(Exercise objective)
Rewrite the data below, replacing every occurrence of "Give the mask" with "Provide the mask" and leaving all other text unchanged.

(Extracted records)
· · · · ·
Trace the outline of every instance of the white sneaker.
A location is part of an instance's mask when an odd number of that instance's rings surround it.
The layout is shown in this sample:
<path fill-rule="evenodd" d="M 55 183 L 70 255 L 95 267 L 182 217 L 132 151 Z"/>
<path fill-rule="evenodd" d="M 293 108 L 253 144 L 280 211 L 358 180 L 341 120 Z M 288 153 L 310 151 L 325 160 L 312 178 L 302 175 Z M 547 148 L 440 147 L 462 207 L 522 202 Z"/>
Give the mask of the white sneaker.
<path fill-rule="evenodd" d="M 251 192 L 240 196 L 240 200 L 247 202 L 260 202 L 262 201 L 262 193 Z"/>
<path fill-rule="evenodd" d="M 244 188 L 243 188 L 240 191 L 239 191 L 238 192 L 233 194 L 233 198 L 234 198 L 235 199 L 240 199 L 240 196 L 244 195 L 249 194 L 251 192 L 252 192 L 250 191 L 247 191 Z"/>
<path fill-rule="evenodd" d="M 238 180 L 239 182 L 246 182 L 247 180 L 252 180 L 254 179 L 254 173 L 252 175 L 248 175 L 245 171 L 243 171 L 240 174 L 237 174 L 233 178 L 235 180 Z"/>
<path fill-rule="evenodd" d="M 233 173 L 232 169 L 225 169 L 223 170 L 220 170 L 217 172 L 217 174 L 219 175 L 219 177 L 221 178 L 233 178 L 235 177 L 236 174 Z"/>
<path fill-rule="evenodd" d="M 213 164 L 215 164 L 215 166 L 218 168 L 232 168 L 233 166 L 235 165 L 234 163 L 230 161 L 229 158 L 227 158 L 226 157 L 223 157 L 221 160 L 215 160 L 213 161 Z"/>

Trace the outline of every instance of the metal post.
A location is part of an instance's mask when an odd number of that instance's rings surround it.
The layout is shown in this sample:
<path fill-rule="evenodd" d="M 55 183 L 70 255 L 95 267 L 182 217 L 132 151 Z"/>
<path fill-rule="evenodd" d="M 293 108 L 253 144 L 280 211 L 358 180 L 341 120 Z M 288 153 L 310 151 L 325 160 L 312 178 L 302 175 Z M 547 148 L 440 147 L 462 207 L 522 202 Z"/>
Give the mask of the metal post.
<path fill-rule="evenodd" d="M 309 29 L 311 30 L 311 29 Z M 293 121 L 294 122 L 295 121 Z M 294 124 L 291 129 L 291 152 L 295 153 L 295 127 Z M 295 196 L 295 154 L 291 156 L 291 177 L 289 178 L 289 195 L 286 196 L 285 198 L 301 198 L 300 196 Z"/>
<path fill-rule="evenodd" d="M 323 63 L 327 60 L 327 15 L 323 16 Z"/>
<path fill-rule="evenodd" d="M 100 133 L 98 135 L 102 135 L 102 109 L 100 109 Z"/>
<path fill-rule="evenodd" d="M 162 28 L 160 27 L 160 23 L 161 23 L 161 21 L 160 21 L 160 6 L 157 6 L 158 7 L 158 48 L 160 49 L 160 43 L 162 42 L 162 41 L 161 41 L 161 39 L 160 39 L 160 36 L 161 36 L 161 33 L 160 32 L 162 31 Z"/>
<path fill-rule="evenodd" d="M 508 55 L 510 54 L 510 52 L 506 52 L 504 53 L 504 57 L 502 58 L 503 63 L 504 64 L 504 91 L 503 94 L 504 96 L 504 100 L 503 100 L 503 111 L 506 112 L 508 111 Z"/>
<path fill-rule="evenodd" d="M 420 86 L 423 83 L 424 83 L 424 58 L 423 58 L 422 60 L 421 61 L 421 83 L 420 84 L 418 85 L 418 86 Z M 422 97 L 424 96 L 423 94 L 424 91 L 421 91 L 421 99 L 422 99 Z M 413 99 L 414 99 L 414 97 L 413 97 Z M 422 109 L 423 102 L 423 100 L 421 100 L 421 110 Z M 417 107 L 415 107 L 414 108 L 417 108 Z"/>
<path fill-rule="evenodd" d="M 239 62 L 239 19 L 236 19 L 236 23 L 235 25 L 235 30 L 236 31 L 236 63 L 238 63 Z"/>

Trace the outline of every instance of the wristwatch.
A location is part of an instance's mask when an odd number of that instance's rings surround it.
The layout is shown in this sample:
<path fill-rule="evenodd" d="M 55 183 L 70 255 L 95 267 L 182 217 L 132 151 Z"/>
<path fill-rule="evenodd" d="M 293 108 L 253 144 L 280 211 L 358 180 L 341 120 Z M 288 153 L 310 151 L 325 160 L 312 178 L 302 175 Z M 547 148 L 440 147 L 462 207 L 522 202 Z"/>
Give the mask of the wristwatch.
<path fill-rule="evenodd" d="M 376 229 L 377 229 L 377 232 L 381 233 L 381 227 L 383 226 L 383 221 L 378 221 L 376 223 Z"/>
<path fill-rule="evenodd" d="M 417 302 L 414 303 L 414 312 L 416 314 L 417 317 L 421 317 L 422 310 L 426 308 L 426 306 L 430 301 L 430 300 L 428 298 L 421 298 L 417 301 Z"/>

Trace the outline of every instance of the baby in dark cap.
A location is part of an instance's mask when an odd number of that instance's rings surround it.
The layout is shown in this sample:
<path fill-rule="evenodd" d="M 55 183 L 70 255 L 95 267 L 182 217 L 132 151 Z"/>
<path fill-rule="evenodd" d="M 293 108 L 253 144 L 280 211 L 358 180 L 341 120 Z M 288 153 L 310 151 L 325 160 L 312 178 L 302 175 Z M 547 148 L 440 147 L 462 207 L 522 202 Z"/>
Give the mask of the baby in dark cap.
· · · · ·
(Result of the task)
Trace the outline of every instance of the white sneaker.
A location is part of an instance's mask when an odd number of that instance's rings surround it.
The layout is shown in this sample:
<path fill-rule="evenodd" d="M 55 183 L 70 255 L 95 267 L 182 217 L 132 151 Z"/>
<path fill-rule="evenodd" d="M 293 108 L 253 144 L 280 211 L 358 180 L 341 120 Z M 288 153 L 310 151 L 325 160 L 312 178 L 302 175 Z M 547 148 L 440 147 L 462 207 L 522 202 Z"/>
Provide the mask of the white sneaker.
<path fill-rule="evenodd" d="M 251 192 L 240 196 L 240 200 L 247 202 L 260 202 L 262 201 L 262 193 Z"/>
<path fill-rule="evenodd" d="M 244 188 L 243 188 L 240 191 L 239 191 L 238 192 L 233 194 L 233 198 L 234 198 L 235 199 L 240 199 L 240 196 L 244 195 L 249 194 L 251 192 L 252 192 L 250 191 L 247 191 Z"/>
<path fill-rule="evenodd" d="M 238 180 L 239 182 L 246 182 L 247 180 L 252 180 L 254 179 L 254 173 L 252 175 L 248 175 L 245 171 L 243 171 L 240 174 L 237 174 L 233 178 L 235 180 Z"/>
<path fill-rule="evenodd" d="M 233 173 L 232 169 L 225 169 L 223 170 L 220 170 L 217 172 L 217 174 L 219 175 L 219 177 L 221 178 L 233 178 L 235 177 L 236 174 Z"/>
<path fill-rule="evenodd" d="M 213 164 L 215 164 L 215 166 L 218 168 L 232 168 L 233 166 L 235 165 L 234 163 L 230 161 L 229 158 L 227 158 L 226 157 L 223 157 L 221 160 L 215 160 L 213 161 Z"/>

Trace the outline of every instance of the metal post.
A location is part of an instance's mask when an odd number of that instance's rings surround it.
The layout is shown in this sample:
<path fill-rule="evenodd" d="M 55 183 L 70 255 L 95 267 L 182 217 L 132 151 Z"/>
<path fill-rule="evenodd" d="M 293 108 L 253 144 L 280 211 L 358 180 L 341 120 Z M 288 153 L 310 151 L 325 160 L 312 178 L 302 175 Z M 547 148 L 440 147 L 462 207 L 522 202 Z"/>
Provide the mask of the metal post.
<path fill-rule="evenodd" d="M 309 29 L 311 30 L 311 29 Z M 293 121 L 294 122 L 295 121 Z M 294 124 L 291 129 L 291 152 L 295 153 L 295 127 Z M 295 196 L 295 154 L 291 156 L 291 177 L 289 178 L 289 195 L 286 196 L 285 198 L 301 198 L 300 196 Z"/>
<path fill-rule="evenodd" d="M 323 63 L 327 60 L 327 15 L 323 16 Z"/>
<path fill-rule="evenodd" d="M 100 133 L 98 135 L 102 135 L 102 109 L 100 109 Z"/>
<path fill-rule="evenodd" d="M 162 28 L 160 27 L 160 23 L 161 23 L 161 21 L 160 21 L 160 6 L 157 6 L 158 7 L 158 48 L 160 49 L 160 43 L 162 42 L 162 41 L 161 41 L 161 39 L 160 39 L 160 36 L 161 36 L 161 33 L 160 32 L 162 31 Z"/>
<path fill-rule="evenodd" d="M 508 55 L 510 54 L 510 52 L 506 52 L 504 53 L 504 57 L 502 58 L 503 63 L 504 64 L 504 91 L 503 94 L 504 96 L 504 100 L 503 100 L 503 111 L 506 112 L 508 111 Z"/>
<path fill-rule="evenodd" d="M 420 86 L 423 83 L 424 83 L 424 58 L 423 58 L 422 60 L 421 61 L 421 83 L 420 84 L 418 85 L 418 86 Z M 422 97 L 424 96 L 423 94 L 424 91 L 421 91 L 421 99 L 422 99 Z M 413 99 L 414 99 L 414 97 L 413 97 Z M 422 109 L 423 102 L 423 100 L 421 100 L 421 110 Z M 417 107 L 415 107 L 414 108 L 417 108 Z"/>
<path fill-rule="evenodd" d="M 239 62 L 239 19 L 236 19 L 236 23 L 235 25 L 235 30 L 236 31 L 236 63 L 238 63 Z"/>

Trace the outline of every instance of the wristwatch.
A location is part of an instance's mask when an odd number of that instance's rings surround it.
The layout is shown in this sample:
<path fill-rule="evenodd" d="M 55 183 L 70 255 L 95 267 L 182 217 L 132 151 Z"/>
<path fill-rule="evenodd" d="M 293 108 L 253 144 L 280 211 L 358 180 L 341 120 Z M 288 153 L 310 151 L 325 160 L 312 178 L 302 175 Z M 547 148 L 440 147 L 462 207 L 522 202 Z"/>
Provide the mask of the wristwatch.
<path fill-rule="evenodd" d="M 376 229 L 377 229 L 377 232 L 381 233 L 381 227 L 383 226 L 383 221 L 378 221 L 376 223 Z"/>
<path fill-rule="evenodd" d="M 417 302 L 414 303 L 414 312 L 416 314 L 417 317 L 421 317 L 422 310 L 426 308 L 426 306 L 430 301 L 430 300 L 428 298 L 421 298 L 417 301 Z"/>

Trace the outline of every instance of the baby in dark cap.
A location is part of an instance's mask when an odd number of that instance's rings surround it.
The layout is shown in this sample:
<path fill-rule="evenodd" d="M 55 183 L 70 255 L 95 267 L 182 217 L 132 151 Z"/>
<path fill-rule="evenodd" d="M 293 108 L 253 144 L 280 211 L 358 180 L 341 120 Z M 288 153 L 310 151 L 325 160 L 312 178 L 302 175 Z M 547 148 L 440 147 L 462 207 L 522 202 Z"/>
Provide the mask of the baby in dark cap.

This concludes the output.